Start Given records

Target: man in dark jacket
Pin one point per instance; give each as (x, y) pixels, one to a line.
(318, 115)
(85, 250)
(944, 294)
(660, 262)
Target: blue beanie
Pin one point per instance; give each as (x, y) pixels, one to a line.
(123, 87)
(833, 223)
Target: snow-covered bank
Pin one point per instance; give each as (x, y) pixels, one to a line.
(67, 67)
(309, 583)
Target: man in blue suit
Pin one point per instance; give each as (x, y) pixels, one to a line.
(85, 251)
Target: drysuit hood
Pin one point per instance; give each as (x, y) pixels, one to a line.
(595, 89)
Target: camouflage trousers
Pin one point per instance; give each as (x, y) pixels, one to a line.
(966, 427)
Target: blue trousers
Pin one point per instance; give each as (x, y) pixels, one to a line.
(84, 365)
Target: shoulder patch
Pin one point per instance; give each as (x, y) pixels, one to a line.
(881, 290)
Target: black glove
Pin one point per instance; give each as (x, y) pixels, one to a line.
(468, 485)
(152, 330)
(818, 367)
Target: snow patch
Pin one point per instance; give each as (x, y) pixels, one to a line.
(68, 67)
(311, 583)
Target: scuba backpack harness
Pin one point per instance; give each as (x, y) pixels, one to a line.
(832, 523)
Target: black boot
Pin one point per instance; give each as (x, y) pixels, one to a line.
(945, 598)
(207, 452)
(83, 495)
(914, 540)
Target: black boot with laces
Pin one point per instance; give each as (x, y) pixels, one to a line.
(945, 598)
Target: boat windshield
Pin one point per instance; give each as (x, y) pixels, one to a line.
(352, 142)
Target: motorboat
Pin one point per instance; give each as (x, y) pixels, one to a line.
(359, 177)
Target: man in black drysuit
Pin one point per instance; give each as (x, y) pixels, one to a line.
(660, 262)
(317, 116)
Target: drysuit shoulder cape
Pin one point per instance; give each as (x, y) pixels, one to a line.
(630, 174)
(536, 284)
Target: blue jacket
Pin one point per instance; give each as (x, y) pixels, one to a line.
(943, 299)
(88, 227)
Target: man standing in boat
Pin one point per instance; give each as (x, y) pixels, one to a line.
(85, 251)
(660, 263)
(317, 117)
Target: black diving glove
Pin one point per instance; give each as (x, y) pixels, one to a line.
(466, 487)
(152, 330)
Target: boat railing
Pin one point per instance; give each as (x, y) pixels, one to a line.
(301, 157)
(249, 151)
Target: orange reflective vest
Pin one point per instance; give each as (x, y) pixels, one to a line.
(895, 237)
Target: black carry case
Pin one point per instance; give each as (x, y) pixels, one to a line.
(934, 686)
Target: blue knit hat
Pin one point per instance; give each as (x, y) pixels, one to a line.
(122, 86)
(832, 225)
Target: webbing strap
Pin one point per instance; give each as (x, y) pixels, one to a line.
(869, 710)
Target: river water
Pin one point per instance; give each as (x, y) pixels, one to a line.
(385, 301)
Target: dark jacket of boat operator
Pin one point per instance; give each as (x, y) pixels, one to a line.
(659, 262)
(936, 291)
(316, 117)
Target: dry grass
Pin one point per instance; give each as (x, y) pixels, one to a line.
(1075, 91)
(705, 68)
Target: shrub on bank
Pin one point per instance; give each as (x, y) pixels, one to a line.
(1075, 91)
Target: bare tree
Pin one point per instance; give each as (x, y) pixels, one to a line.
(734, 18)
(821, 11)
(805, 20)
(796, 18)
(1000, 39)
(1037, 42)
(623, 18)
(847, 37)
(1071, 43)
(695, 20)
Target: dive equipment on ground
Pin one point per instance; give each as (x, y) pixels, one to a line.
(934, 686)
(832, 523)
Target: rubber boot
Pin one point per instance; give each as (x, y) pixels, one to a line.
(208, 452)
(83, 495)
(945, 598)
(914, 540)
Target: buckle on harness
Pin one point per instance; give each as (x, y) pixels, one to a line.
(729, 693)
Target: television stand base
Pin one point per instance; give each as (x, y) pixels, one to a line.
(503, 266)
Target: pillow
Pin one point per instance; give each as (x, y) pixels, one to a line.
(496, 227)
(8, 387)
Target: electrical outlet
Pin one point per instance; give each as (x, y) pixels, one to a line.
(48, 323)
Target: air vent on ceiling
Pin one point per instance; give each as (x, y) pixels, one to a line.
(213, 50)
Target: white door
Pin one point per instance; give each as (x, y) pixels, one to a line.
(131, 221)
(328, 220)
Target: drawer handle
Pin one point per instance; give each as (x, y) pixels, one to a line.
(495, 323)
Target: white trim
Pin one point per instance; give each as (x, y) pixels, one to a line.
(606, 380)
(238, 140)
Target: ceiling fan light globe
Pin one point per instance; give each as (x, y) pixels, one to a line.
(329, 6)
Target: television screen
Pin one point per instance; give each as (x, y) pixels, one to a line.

End Given records

All of the entries above need to be reproduced exactly.

> [Answer in full]
Target: man in dark jacket
Pin one point per instance; give each as (x, y) pixels, one to a line.
(318, 115)
(85, 250)
(944, 294)
(660, 262)
Target: blue beanie
Pin one point per instance; give each as (x, y) pixels, one to a line.
(123, 87)
(833, 223)
Target: snow-covered bank
Pin one point per instance; give each as (x, y) pixels, one to a line.
(67, 67)
(309, 583)
Target: man in blue suit
Pin one point per instance; give each as (x, y) pixels, one to a line.
(85, 251)
Target: drysuit hood
Pin one point per instance; give each as (x, y) pixels, one to a line.
(595, 89)
Target: camouflage trousers
Pin one point per instance; give each as (x, y) pixels, one to a line.
(966, 427)
Target: blue trousers
Pin one point per instance; give each as (x, y) pixels, one to a line.
(84, 365)
Target: shoulder patch
Pin one point per instance; give each as (x, y) pixels, one to a line.
(881, 290)
Target: black glove
Pin one point per instance; give each as (x, y) pixels, one to a line.
(468, 485)
(152, 330)
(818, 367)
Target: snow patch
Pin one point per instance; give each as (x, y) pixels, one to a line.
(68, 67)
(311, 583)
Target: scuba backpack harness
Pin one point per instance; give each as (x, y) pixels, one to a line.
(832, 523)
Target: black boot
Pin one point per instance; give each as (x, y) pixels, one to a line.
(945, 598)
(207, 452)
(83, 495)
(914, 540)
Target: black boot with laces
Pin one point per instance; give each as (x, y) pixels, one to a line.
(945, 598)
Target: boat windshield
Pin one point per instance; give each as (x, y) pixels, one to a line.
(352, 142)
Target: motorboat
Pin one point per instance; give each as (x, y) pixels, one to a line.
(359, 177)
Target: man in black drysuit
Pin one point per instance; give each as (x, y) pixels, one to a line.
(660, 262)
(317, 116)
Target: drysuit shoulder cape
Pin one point per instance; give each as (x, y) pixels, one to a line.
(630, 174)
(536, 284)
Target: blue jacket
Pin one point per instance; give each as (x, y) pixels, one to a line.
(943, 299)
(88, 227)
Target: man standing in boat
Pin one point per instance; give each as (x, y) pixels, one to a line.
(85, 251)
(660, 263)
(317, 117)
Target: black diving glove
Pin one point per instance; give each as (x, y) pixels, one to a line.
(466, 487)
(152, 330)
Target: boat railing
Pin one point per instance; give each as (x, y) pixels, one to a line.
(301, 157)
(249, 151)
Target: orange reflective vest
Pin one point per instance; give each as (x, y) pixels, one to a line.
(895, 237)
Target: black carry case
Pin one point per instance; give each as (x, y) pixels, one to a line.
(934, 686)
Target: blue knit hat
Pin one point per instance; give each as (x, y) pixels, one to a line.
(122, 86)
(832, 225)
Target: webbing strap
Pin one point per instance; give each as (x, y) pixels, one to a line.
(869, 710)
Target: river water
Pin one point per instance; give each as (x, y) pixels, one to a line.
(385, 301)
Target: dark jacket of boat operator
Pin one point per instance; give each as (x, y) pixels, one to a line.
(659, 262)
(936, 291)
(316, 117)
Target: dry grass
Pin one point per instance; give each as (x, y) pixels, one to a line.
(1075, 91)
(705, 68)
Target: shrub on bank
Pin one point per instance; give each as (x, y) pixels, one to a line.
(1075, 91)
Target: bare tree
Pin one point per instance; give each as (x, y) pixels, one to a line.
(734, 18)
(821, 11)
(805, 20)
(796, 18)
(1000, 39)
(1037, 42)
(623, 18)
(847, 37)
(1071, 43)
(695, 20)
Target: dive equipment on ground
Pin one point per instance; give each as (x, y) pixels, one to a line.
(934, 686)
(832, 523)
Target: rubber boot
Pin one point per instance; give each as (x, y) pixels, one to a line.
(208, 452)
(83, 495)
(945, 598)
(914, 540)
Target: buckle on harness
Pin one point per instance; give each as (x, y) pixels, one to a line.
(729, 693)
Target: television stand base
Pin one point per instance; give each as (x, y) pixels, one to a line.
(503, 266)
Target: pillow
Pin one point per instance; give each as (x, y) pixels, one to a line.
(496, 227)
(8, 387)
Target: electrical outlet
Pin one point per instance; give each as (x, y) pixels, one to a line.
(48, 323)
Target: air vent on ceiling
Pin one point per instance; give each as (x, y) pixels, one to a line.
(213, 50)
Target: white door
Pin one point per instance; give each as (x, y) pixels, one to a line.
(131, 221)
(328, 220)
Target: drawer handle
Pin one point per instance; give each as (x, y) pixels, one to a line.
(495, 323)
Target: white trim
Pin one point per instance; give each as (x, y) pixels, one to a line.
(606, 380)
(238, 140)
Target: ceiling fan light globe
Pin one point per instance; give each as (x, y) pixels, one to a line.
(329, 6)
Target: television screen
Pin one point per instance; give each as (x, y) pixels, one to a line.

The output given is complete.